▶ [Exercise details]: Show every line of the records below that contains the string "background", matching case exactly.

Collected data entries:
###

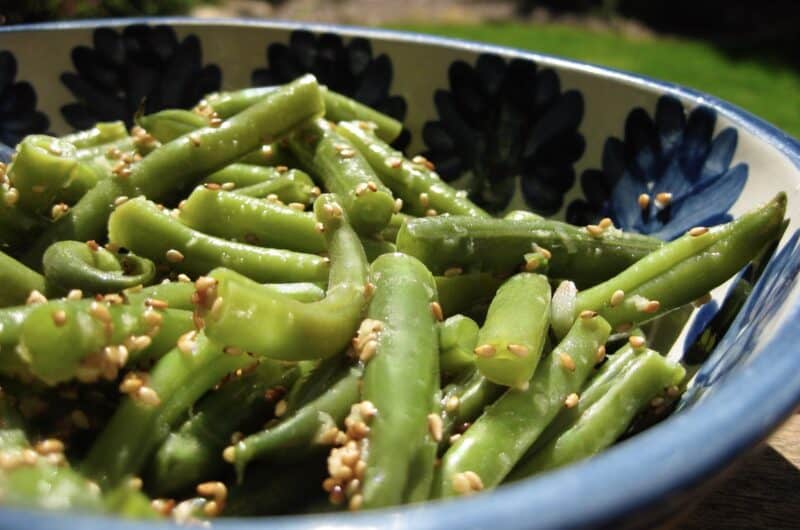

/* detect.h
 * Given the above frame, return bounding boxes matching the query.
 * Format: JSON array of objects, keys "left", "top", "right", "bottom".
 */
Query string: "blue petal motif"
[
  {"left": 0, "top": 50, "right": 50, "bottom": 148},
  {"left": 251, "top": 30, "right": 411, "bottom": 149},
  {"left": 567, "top": 96, "right": 748, "bottom": 240},
  {"left": 422, "top": 54, "right": 585, "bottom": 215},
  {"left": 61, "top": 24, "right": 222, "bottom": 129}
]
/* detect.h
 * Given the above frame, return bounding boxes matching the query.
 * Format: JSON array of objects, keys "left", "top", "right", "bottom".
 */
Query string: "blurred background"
[{"left": 0, "top": 0, "right": 800, "bottom": 138}]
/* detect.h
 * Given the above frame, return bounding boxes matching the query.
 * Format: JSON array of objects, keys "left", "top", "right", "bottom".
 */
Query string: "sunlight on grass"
[{"left": 393, "top": 24, "right": 800, "bottom": 137}]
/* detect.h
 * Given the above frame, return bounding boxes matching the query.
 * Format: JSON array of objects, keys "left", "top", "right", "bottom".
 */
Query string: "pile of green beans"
[{"left": 0, "top": 75, "right": 786, "bottom": 523}]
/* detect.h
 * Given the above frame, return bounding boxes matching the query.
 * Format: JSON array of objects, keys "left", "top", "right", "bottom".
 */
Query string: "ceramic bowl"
[{"left": 0, "top": 19, "right": 800, "bottom": 530}]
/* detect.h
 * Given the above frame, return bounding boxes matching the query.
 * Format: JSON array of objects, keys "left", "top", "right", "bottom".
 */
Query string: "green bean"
[
  {"left": 227, "top": 358, "right": 361, "bottom": 477},
  {"left": 200, "top": 195, "right": 370, "bottom": 361},
  {"left": 397, "top": 215, "right": 662, "bottom": 287},
  {"left": 147, "top": 360, "right": 297, "bottom": 496},
  {"left": 523, "top": 338, "right": 645, "bottom": 454},
  {"left": 437, "top": 317, "right": 611, "bottom": 497},
  {"left": 232, "top": 169, "right": 319, "bottom": 204},
  {"left": 0, "top": 251, "right": 45, "bottom": 307},
  {"left": 336, "top": 122, "right": 489, "bottom": 217},
  {"left": 225, "top": 455, "right": 325, "bottom": 517},
  {"left": 82, "top": 332, "right": 255, "bottom": 486},
  {"left": 178, "top": 186, "right": 327, "bottom": 254},
  {"left": 338, "top": 254, "right": 441, "bottom": 509},
  {"left": 475, "top": 272, "right": 550, "bottom": 387},
  {"left": 61, "top": 121, "right": 128, "bottom": 149},
  {"left": 0, "top": 394, "right": 103, "bottom": 512},
  {"left": 8, "top": 135, "right": 101, "bottom": 214},
  {"left": 439, "top": 369, "right": 506, "bottom": 453},
  {"left": 509, "top": 350, "right": 684, "bottom": 480},
  {"left": 323, "top": 89, "right": 403, "bottom": 142},
  {"left": 108, "top": 197, "right": 329, "bottom": 282},
  {"left": 136, "top": 109, "right": 210, "bottom": 144},
  {"left": 439, "top": 315, "right": 479, "bottom": 376},
  {"left": 203, "top": 162, "right": 313, "bottom": 189},
  {"left": 289, "top": 120, "right": 395, "bottom": 235},
  {"left": 436, "top": 270, "right": 504, "bottom": 317},
  {"left": 42, "top": 241, "right": 156, "bottom": 295},
  {"left": 573, "top": 193, "right": 786, "bottom": 327},
  {"left": 25, "top": 76, "right": 323, "bottom": 265},
  {"left": 17, "top": 299, "right": 192, "bottom": 384}
]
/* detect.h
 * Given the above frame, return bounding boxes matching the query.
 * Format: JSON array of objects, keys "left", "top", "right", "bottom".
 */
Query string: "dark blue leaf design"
[
  {"left": 567, "top": 96, "right": 748, "bottom": 240},
  {"left": 0, "top": 50, "right": 50, "bottom": 157},
  {"left": 422, "top": 54, "right": 585, "bottom": 215},
  {"left": 61, "top": 24, "right": 222, "bottom": 129},
  {"left": 251, "top": 30, "right": 411, "bottom": 149}
]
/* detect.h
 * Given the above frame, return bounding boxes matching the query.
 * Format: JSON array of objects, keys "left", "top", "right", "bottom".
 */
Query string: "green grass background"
[{"left": 392, "top": 24, "right": 800, "bottom": 138}]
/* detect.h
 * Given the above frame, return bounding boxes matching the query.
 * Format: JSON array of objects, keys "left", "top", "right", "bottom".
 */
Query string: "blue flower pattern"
[
  {"left": 61, "top": 24, "right": 222, "bottom": 129},
  {"left": 0, "top": 50, "right": 50, "bottom": 162},
  {"left": 251, "top": 30, "right": 411, "bottom": 149},
  {"left": 567, "top": 96, "right": 747, "bottom": 240},
  {"left": 422, "top": 54, "right": 585, "bottom": 215}
]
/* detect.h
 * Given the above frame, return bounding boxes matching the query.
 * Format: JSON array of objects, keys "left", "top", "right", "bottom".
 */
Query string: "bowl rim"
[{"left": 0, "top": 17, "right": 800, "bottom": 530}]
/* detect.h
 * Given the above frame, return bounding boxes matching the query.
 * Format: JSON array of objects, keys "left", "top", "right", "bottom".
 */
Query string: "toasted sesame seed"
[
  {"left": 165, "top": 248, "right": 184, "bottom": 263},
  {"left": 428, "top": 414, "right": 444, "bottom": 442},
  {"left": 558, "top": 352, "right": 575, "bottom": 372},
  {"left": 444, "top": 396, "right": 461, "bottom": 412},
  {"left": 383, "top": 156, "right": 403, "bottom": 169},
  {"left": 564, "top": 392, "right": 580, "bottom": 409},
  {"left": 50, "top": 309, "right": 67, "bottom": 327},
  {"left": 431, "top": 302, "right": 444, "bottom": 322},
  {"left": 506, "top": 344, "right": 529, "bottom": 357},
  {"left": 609, "top": 289, "right": 625, "bottom": 307},
  {"left": 585, "top": 225, "right": 603, "bottom": 237},
  {"left": 135, "top": 386, "right": 161, "bottom": 407},
  {"left": 628, "top": 335, "right": 645, "bottom": 348},
  {"left": 472, "top": 344, "right": 497, "bottom": 357},
  {"left": 656, "top": 191, "right": 672, "bottom": 206},
  {"left": 595, "top": 344, "right": 606, "bottom": 363}
]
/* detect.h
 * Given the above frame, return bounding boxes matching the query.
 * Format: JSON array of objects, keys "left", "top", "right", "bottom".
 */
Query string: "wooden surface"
[{"left": 674, "top": 413, "right": 800, "bottom": 530}]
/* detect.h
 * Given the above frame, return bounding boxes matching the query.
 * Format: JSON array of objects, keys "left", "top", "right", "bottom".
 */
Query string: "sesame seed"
[
  {"left": 165, "top": 248, "right": 184, "bottom": 263},
  {"left": 428, "top": 414, "right": 444, "bottom": 442},
  {"left": 506, "top": 344, "right": 529, "bottom": 357},
  {"left": 135, "top": 386, "right": 161, "bottom": 407},
  {"left": 431, "top": 302, "right": 444, "bottom": 322},
  {"left": 595, "top": 344, "right": 606, "bottom": 363},
  {"left": 444, "top": 396, "right": 461, "bottom": 412},
  {"left": 472, "top": 344, "right": 497, "bottom": 357},
  {"left": 383, "top": 156, "right": 403, "bottom": 169},
  {"left": 585, "top": 225, "right": 603, "bottom": 237},
  {"left": 628, "top": 335, "right": 645, "bottom": 348},
  {"left": 609, "top": 289, "right": 625, "bottom": 307},
  {"left": 50, "top": 309, "right": 67, "bottom": 327},
  {"left": 656, "top": 191, "right": 672, "bottom": 206},
  {"left": 558, "top": 352, "right": 575, "bottom": 372},
  {"left": 564, "top": 392, "right": 580, "bottom": 409}
]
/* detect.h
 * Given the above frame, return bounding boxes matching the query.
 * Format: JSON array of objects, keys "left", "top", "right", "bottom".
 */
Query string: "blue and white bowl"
[{"left": 0, "top": 19, "right": 800, "bottom": 530}]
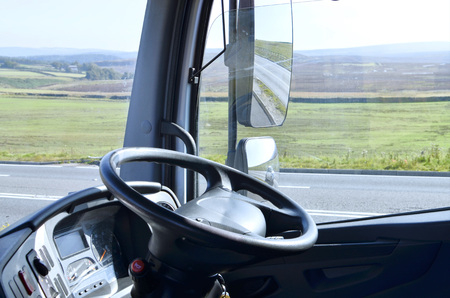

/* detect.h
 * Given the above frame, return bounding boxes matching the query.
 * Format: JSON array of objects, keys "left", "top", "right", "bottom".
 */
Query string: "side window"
[
  {"left": 0, "top": 0, "right": 145, "bottom": 162},
  {"left": 198, "top": 0, "right": 450, "bottom": 222}
]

###

▶ [Reply]:
Query string: "blurred background"
Query string: "green grass background"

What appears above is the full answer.